── Input for this task ──
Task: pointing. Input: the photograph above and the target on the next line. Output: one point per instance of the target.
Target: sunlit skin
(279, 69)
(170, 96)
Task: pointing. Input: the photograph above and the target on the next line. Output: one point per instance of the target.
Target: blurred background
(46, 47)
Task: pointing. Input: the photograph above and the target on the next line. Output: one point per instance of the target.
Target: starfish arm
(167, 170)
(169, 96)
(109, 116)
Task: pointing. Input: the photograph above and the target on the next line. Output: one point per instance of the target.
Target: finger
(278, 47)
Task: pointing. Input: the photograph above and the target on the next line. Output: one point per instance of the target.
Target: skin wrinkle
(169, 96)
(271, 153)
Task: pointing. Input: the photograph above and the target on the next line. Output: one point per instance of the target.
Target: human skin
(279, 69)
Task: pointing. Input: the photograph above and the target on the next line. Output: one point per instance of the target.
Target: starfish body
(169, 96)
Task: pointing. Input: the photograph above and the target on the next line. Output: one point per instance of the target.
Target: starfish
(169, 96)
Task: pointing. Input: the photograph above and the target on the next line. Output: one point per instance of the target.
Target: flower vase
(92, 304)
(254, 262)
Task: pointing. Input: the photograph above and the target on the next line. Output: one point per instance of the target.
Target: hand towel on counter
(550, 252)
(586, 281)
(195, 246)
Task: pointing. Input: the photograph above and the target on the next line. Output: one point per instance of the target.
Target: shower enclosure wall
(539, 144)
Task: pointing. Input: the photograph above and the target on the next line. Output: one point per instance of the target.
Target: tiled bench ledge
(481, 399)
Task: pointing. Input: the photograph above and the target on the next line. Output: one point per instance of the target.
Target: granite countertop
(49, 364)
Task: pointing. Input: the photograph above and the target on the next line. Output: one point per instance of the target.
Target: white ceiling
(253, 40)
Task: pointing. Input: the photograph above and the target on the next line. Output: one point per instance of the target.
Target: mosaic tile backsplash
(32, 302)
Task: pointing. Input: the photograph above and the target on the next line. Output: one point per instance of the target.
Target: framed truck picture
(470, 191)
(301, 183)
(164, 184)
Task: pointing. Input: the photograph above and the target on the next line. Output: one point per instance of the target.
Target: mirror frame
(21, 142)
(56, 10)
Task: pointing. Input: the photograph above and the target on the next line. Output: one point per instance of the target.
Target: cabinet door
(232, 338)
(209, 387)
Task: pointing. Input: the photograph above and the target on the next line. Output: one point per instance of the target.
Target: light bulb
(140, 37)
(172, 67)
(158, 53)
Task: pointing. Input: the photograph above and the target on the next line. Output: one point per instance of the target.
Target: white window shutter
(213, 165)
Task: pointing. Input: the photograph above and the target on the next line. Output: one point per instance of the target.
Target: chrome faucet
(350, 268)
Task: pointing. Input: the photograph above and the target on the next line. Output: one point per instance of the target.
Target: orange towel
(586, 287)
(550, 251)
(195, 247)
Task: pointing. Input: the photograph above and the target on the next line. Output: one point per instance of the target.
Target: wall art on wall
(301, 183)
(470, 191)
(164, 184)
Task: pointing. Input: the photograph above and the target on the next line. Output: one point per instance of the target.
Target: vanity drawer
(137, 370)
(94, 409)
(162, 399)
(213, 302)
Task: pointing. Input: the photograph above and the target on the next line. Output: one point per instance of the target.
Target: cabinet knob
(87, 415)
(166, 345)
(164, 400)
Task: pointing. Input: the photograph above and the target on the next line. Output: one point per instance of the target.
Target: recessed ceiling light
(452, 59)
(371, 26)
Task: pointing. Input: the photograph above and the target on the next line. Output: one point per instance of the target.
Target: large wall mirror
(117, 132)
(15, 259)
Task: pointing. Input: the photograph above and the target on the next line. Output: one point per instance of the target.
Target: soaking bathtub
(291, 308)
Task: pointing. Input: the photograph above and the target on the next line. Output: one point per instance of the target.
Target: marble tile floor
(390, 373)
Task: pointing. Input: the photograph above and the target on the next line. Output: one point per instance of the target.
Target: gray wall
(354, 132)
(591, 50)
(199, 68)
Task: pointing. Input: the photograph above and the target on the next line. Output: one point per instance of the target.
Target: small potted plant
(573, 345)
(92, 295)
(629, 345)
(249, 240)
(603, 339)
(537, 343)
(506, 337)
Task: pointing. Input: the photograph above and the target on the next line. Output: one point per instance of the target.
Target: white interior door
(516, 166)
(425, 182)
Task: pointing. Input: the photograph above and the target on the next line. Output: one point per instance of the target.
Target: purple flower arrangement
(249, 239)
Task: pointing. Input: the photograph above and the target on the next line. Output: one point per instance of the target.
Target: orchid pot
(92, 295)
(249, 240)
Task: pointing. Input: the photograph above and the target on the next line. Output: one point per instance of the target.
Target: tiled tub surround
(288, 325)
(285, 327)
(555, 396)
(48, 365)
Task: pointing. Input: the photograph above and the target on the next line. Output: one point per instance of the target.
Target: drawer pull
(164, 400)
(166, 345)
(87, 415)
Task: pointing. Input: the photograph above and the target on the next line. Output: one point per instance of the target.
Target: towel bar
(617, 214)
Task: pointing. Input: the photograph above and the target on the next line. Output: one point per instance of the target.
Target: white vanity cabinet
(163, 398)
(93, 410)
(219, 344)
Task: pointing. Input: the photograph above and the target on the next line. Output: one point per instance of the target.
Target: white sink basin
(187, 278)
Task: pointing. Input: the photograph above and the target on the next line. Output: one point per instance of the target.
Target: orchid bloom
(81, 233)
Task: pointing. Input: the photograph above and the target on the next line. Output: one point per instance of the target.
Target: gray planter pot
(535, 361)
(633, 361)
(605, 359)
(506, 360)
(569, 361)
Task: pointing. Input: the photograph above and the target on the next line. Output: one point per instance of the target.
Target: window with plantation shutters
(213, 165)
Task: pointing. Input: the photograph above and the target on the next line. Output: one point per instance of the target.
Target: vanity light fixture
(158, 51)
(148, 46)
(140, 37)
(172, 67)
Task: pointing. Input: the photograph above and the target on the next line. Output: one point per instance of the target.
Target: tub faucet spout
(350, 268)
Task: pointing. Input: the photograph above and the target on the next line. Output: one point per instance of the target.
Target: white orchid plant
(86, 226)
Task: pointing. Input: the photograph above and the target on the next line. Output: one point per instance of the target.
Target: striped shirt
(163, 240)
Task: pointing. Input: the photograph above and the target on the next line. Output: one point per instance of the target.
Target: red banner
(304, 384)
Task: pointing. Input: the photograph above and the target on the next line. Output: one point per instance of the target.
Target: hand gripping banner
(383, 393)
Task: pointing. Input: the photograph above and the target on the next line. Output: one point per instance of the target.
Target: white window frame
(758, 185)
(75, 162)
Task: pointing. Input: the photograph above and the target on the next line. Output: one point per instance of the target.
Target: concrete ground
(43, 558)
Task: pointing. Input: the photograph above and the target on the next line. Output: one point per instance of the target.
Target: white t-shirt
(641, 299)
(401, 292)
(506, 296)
───
Task requirements. Give the listing again in full, and make every line match exactly.

Reply.
Task: pointing. Input: the photograph above and the target on the next line. Output: one point per instance of the target.
Target: sunlit skin
(279, 69)
(170, 96)
Task: pointing. Input: the photograph above and the target on the next line. Output: one point per instance of the target.
Target: blurred background
(46, 47)
Task: pointing. Input: the photograph above and the target on the next line. Output: one point per instance of the target.
Target: starfish arm
(167, 170)
(169, 96)
(109, 116)
Task: pointing. Input: the photograph above and the target on the next line. Output: one point per instance of the target.
Target: finger
(278, 47)
Task: pointing. Input: the photograph above and the target on the next line. Output: one point per instance of the target.
Target: skin wrinkle
(169, 96)
(271, 153)
Task: pointing. Input: the photograph above and the target on the next line. Output: one point per instance of the target.
Target: human skin
(279, 69)
Task: pointing. Input: the photograph above and the target on the next line. Output: one point per instance of the target.
Target: starfish body
(169, 96)
Task: pointing. Input: the photograph above and the target on the next line. Output: one point per instance of the target.
Target: starfish
(169, 96)
Task: pointing. Input: the photograph above and the target on the next line. Output: one point per instance of the target.
Target: flower vase
(92, 304)
(254, 262)
Task: pointing. Input: the photograph above and the target on the next line. Output: one point per instance of the target.
Target: hand towel on counter
(550, 252)
(586, 281)
(195, 246)
Task: pointing. Input: the photograph above and the target on the next line. Output: one point per instance of the target.
Target: shower enclosure wall
(539, 144)
Task: pointing. Input: the photograph above and the target on the next line. Output: one point per instance of the target.
Target: tiled bench ledge
(481, 399)
Task: pointing. Input: the photograph above and the target on the next line. Output: one point per instance of the target.
Target: granite countertop
(49, 364)
Task: pointing. Input: the photograph above and the target on the next line. Output: one point per instance of the target.
Target: white ceiling
(253, 40)
Task: pointing. Input: the photograph above and the target on the next line. Output: one point per instance of the target.
Target: mosaic tile backsplash
(32, 302)
Task: pointing. Input: the photograph above and the target on the next line. Output: one point per instance of the target.
Target: framed truck picture
(470, 191)
(301, 183)
(164, 184)
Task: pointing. Input: the photograph above and the target on the next line. Output: one point per instance of the target.
Target: mirror frame
(21, 142)
(56, 10)
Task: pointing. Input: the photograph above and the target on the next line. Output: one point per instance of the target.
Target: cabinet door
(232, 338)
(209, 387)
Task: pointing. Input: the photograph above and the target on the next line. Output: one point per instance of the target.
Target: light bulb
(140, 37)
(172, 67)
(158, 53)
Task: pointing. Input: the photograph above and the target on the next line. Output: one point per instance of the target.
Target: white window shutter
(213, 165)
Task: pointing. Input: the photograph above and the target on the next line. Output: one point per instance of the target.
Target: chrome faucet
(350, 268)
Task: pointing. Input: the photograph above and the target on the next line. Output: one point per instance of the target.
Target: orange towel
(586, 287)
(550, 251)
(195, 247)
Task: pointing. Input: the photograph above and the target on the next line. Output: one point per instance of the target.
Target: wall art on wall
(301, 183)
(470, 191)
(164, 184)
Task: pointing. Input: the photograph above and the target on the next line. Output: one point per instance of the target.
Target: vanity drawer
(137, 370)
(94, 409)
(162, 399)
(213, 302)
Task: pointing. Input: the photograph above and the target on the next line. Output: one point per instance of the target.
Target: cabinet knob
(87, 415)
(166, 345)
(164, 400)
Task: pointing. Input: the photograph above and the target on the next line. Output: one point per instance of the target.
Target: recessed ceiling light
(452, 59)
(371, 26)
Task: pointing. Input: the photograph above and the target on the next line. Output: one point per instance of the target.
Target: large wall mirror
(117, 132)
(15, 259)
Task: pointing. Input: the photograph above and the target on the next line. Output: one point per instance of the target.
Target: soaking bathtub
(291, 308)
Task: pointing. Input: the photograph above and the target on the next line. Output: one point per instance of the target.
Target: marble tile floor
(390, 373)
Task: pointing. Input: the photograph above and the target on the next line. Output: one point per instance of the target.
Target: gray wall
(354, 132)
(591, 50)
(199, 68)
Task: pointing. Input: the photograph above and the target on the next line. Output: one point per instance of the target.
Target: small potted plant
(573, 345)
(92, 295)
(629, 345)
(249, 240)
(603, 339)
(537, 343)
(506, 337)
Task: pointing. Input: the photograph above and the target on the next line. Output: one point per instance of the target.
Target: white interior door
(516, 166)
(425, 182)
Task: pointing. Input: the photograph above and the target on the next line. Output: one point per instance of the target.
Target: purple flower arrangement
(249, 239)
Task: pointing. Input: the photograph above and the target on the next line. Output: one point per instance of the target.
Target: orchid pot
(92, 295)
(249, 240)
Task: pointing. Input: the photograph above and the target on the next line. Output: one point per instance of the target.
Target: tiled tub surround
(288, 325)
(285, 327)
(555, 396)
(48, 365)
Task: pointing. Input: the photograph above and the target on the next line. Output: one point per instance of the target.
Target: drawer pull
(164, 400)
(166, 345)
(87, 415)
Task: pointing. Input: the photograph above and the target on the next line. Output: one point per instance of the target.
Target: towel bar
(617, 214)
Task: pointing. Input: the photograph above and the target on the next line. Output: one point per instance of the target.
Target: white vanity cabinet
(163, 398)
(93, 410)
(219, 344)
Task: pointing. Input: the photograph above and the target on the next line. Output: one point per instance of the target.
Target: white sink basin
(187, 278)
Task: pointing. Input: the photograph above and the target on the next line. Output: one point per instance of the target.
Target: orchid bloom
(81, 233)
Task: pointing. Input: the photograph above and the target on the next line. Output: one point per instance of the target.
Target: gray planter pot
(535, 361)
(633, 361)
(605, 359)
(506, 360)
(569, 361)
Task: pointing. Input: the photograph above and the target on the next line. Output: one point per instance of the target.
Target: window with plantation shutters
(213, 165)
Task: pointing. Input: the photograph above and the target on the next line. Output: one point per instance of the target.
Target: vanity light fixture
(158, 51)
(148, 46)
(140, 37)
(172, 67)
Task: pointing. Input: the photograph above and the target on the next line. Output: one point per instance of the target.
Target: tub faucet spout
(350, 268)
Task: pointing. Input: the photograph above and the target on the next line. Output: one point per instance of the target.
Target: white orchid plant
(86, 226)
Task: pointing. Input: the photograph above and the target on the next line. Output: one point per instance of the target.
Target: striped shirt
(163, 240)
Task: pointing. Input: the photograph above and the target on the next line. Output: one point per instance of the target.
Target: red banner
(304, 384)
Task: pointing. Input: the photograph above and the target on the next line. Output: one point per instance of the target.
Target: hand gripping banner
(383, 393)
Task: pointing. Input: the photograph above and the target on the next line. Output: one point per instance of the target.
Target: white window frame
(758, 185)
(75, 162)
Task: pointing. Input: the photograph above and the target on the next line. Output: one point per instance of the target.
Target: concrete ground
(43, 558)
Task: pointing. Input: the photograph above and the target on the next line. Output: one point per instance of the target.
Target: white t-shirt
(641, 299)
(401, 292)
(506, 296)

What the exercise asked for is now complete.